Dynamic linear swelling tests

To examine the influence of the green additives on the swelling behavior of sodium bentonite, different concentrations (1, 10, and 20 g) of HLE and HBLE solutions were prepared. Afterward, a dynamic swelling test was carried out by compressing 10 g of sodium bentonite powder in distilled water under a pressure of 5900 psi (40 MPa) for 24 h using hydraulic compactor according to the works of Moslemizadeh et al. (2015) and Darjani et al. (2017; 2019) with some changes. The tests were conducted at a temperature of 78 °F and atmospheric pressure conditions.

Results and discussion

Effects of HLE and HBLE on the rheological and filtration properties of WBDF

The effects of different concentrations (10, 20, 30, and 40 g) of the locally-derived green additives in a conventional WBDF system are tabulated in Tables 4 and 5 at 78 °F and 300 °F, while the pH of different concentrations of the green additives is presented in Fig. 2.

What is expected →
Can you update the stretch from "The effects of" through "presented in Fig. 2." in the drilling fluid passage, with "tabulated" changed to "listed"? The records aren't needed.

Given information →
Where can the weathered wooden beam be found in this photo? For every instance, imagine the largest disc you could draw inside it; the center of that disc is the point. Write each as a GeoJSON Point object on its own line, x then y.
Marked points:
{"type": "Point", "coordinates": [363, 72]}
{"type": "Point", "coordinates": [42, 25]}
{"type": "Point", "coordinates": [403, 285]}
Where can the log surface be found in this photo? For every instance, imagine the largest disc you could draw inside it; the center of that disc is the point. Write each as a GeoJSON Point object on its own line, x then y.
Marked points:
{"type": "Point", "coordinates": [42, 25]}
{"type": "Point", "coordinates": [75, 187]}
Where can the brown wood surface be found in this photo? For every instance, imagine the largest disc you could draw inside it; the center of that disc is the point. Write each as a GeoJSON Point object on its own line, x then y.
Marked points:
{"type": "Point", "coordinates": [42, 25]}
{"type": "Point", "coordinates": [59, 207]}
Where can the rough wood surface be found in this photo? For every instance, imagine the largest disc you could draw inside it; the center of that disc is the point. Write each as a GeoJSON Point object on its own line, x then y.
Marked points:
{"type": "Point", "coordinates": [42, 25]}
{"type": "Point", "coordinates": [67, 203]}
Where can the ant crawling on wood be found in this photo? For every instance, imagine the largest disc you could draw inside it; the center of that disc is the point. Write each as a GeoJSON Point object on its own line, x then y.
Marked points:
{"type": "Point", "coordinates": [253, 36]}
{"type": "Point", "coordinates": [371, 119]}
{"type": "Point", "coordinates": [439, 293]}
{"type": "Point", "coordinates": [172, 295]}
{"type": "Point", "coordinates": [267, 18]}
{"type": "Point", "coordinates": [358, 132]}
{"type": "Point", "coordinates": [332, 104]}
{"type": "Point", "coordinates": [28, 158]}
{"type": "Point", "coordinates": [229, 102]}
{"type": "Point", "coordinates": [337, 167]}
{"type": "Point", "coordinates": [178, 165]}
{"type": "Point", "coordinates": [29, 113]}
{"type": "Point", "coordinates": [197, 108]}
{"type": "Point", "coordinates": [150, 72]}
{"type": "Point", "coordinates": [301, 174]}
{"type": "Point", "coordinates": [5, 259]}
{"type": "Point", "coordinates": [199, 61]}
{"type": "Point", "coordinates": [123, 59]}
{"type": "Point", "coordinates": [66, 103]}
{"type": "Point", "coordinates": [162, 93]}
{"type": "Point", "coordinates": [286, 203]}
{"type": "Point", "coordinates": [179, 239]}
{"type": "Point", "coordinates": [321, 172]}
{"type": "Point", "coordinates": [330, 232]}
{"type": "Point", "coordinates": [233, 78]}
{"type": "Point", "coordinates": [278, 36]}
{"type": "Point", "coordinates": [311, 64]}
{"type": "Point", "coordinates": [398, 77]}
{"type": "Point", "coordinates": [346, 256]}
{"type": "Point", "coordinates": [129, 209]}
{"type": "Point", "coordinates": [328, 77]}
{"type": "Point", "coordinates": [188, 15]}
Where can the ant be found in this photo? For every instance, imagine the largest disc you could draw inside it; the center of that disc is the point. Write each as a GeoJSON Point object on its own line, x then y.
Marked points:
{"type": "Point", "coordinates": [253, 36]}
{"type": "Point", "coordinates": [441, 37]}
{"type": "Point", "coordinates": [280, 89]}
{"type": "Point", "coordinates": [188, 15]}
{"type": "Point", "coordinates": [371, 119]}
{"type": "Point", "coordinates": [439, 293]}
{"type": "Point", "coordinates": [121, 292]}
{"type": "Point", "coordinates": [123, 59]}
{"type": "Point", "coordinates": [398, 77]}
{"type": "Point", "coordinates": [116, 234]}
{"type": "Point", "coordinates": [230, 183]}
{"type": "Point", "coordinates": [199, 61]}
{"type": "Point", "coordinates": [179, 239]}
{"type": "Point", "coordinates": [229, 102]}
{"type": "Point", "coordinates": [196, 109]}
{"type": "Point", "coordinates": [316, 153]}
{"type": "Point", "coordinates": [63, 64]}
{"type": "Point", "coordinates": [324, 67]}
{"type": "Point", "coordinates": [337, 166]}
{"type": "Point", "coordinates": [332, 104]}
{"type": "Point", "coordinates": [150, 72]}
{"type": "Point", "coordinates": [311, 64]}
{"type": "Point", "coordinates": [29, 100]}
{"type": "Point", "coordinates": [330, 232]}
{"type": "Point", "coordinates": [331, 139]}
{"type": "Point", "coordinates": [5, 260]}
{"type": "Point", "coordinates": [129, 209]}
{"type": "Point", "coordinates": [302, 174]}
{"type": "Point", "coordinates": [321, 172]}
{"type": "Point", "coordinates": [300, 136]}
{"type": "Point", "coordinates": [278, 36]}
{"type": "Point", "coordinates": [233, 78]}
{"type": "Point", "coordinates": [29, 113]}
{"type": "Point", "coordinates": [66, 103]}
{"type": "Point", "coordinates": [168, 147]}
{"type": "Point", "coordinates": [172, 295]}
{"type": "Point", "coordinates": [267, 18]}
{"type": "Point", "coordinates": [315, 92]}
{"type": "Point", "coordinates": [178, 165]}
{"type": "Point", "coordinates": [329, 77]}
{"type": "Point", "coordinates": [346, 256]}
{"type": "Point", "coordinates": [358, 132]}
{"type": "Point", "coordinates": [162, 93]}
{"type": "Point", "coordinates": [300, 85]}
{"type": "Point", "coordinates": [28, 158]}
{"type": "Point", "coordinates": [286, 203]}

Exercise answer →
The effects of different concentrations (10, 20, 30, and 40 g) of the locally-derived green additives in a conventional WBDF system are listed in Tables 4 and 5 at 78 °F and 300 °F, while the pH of different concentrations of the green additives is presented in Fig. 2.